Don’t play with your health

Slipping out a smoke from a pack can now be a self-humiliating public experience for smokers. Their carton of cigarettes certainly won’t be the same impressively designed packs that it used to be. Starting yesterday, May 31, which was observed as World No Tobacco Day, tobacco product packages will be anything but inviting.

Adhering to government order, all tobacco products in the country will have to carry pictorial warnings of the health effects of lighting up. These images will be anything but pleasant, images such as diseased lungs, blocked arteries, cancer-affected areas of the body etc are already used as graphic warningson tobacco products in various countries around the globe.

The Population Services International (PSI) along with HRIDAY – SHAN (Health Related Information Dissemination Amongst Youth – Student Health Action Network) organised a play in a city mall to encourage people to support pictorial warnings on tobacco products. The idea was ‘infotainment’, where people would be entertained and informed at the same time. The play was performed by a group of zealous young amateur theatre artistes from the group, Mukta foundation. The play had in it a typical college situation, where youngsters battle peer pressure to smoke.

But fortunately in the play there are few voices of reason in the peer group who show a prospective smoker the truth about smoking. “The best part about this play is the fact that all of us in the group are between the ages of 18 and 20. We go through the same kind of peer pressure as anyone else in college, but we are here to tell teenagers not to pick up this deadly habit,” says a very optimistic Vivian Roger, one of the members of the team who feels that 99 per cent of those who watched the play will snuff the puff.

● INFORMATION PROVIDED
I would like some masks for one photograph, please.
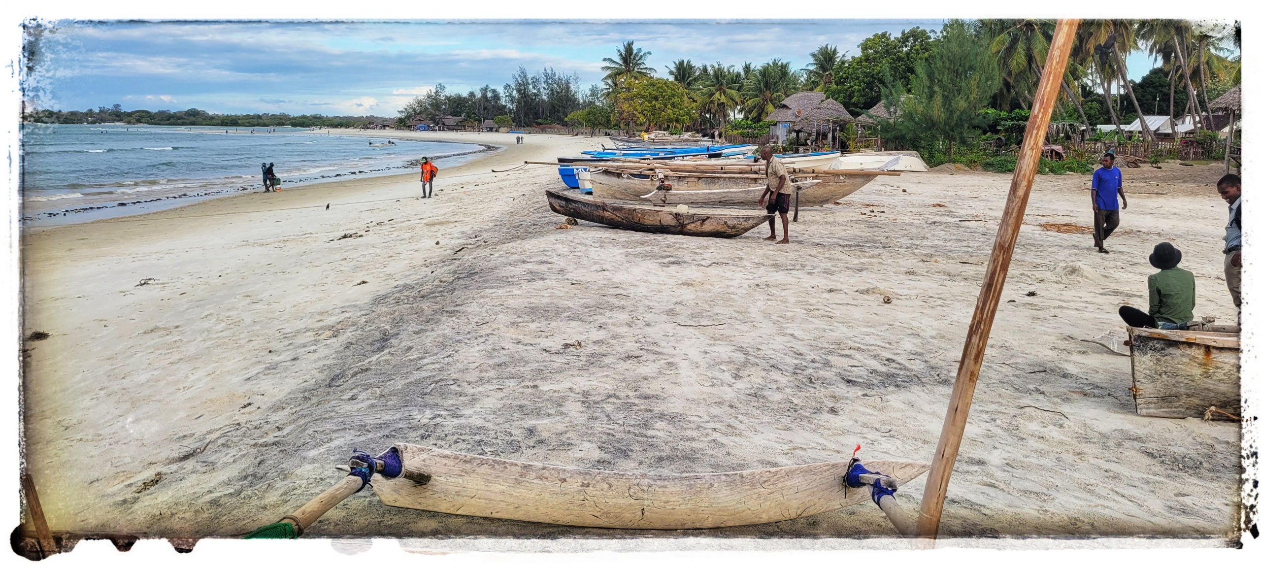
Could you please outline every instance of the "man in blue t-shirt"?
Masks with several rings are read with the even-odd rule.
[[[1121,225],[1121,211],[1116,207],[1116,198],[1121,197],[1122,210],[1127,208],[1130,202],[1125,198],[1125,189],[1121,188],[1121,169],[1112,167],[1112,154],[1103,154],[1100,163],[1103,167],[1096,169],[1095,177],[1091,178],[1091,207],[1095,208],[1095,247],[1107,254],[1103,240]]]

● ACTIONS TO TAKE
#1 In the text on pictorial tobacco warnings, which group did the young amateur artistes who performed the play come from?
#2 Please copy the text on pictorial tobacco warnings from "Slipping out a" up to and including "anything but inviting.".

● ANSWERS BY ITEM NUMBER
#1 Mukta foundation.

#2
Slipping out a smoke from a pack can now be a self-humiliating public experience for smokers. Their carton of cigarettes certainly won’t be the same impressively designed packs that it used to be. Starting yesterday, May 31, which was observed as World No Tobacco Day, tobacco product packages will be anything but inviting.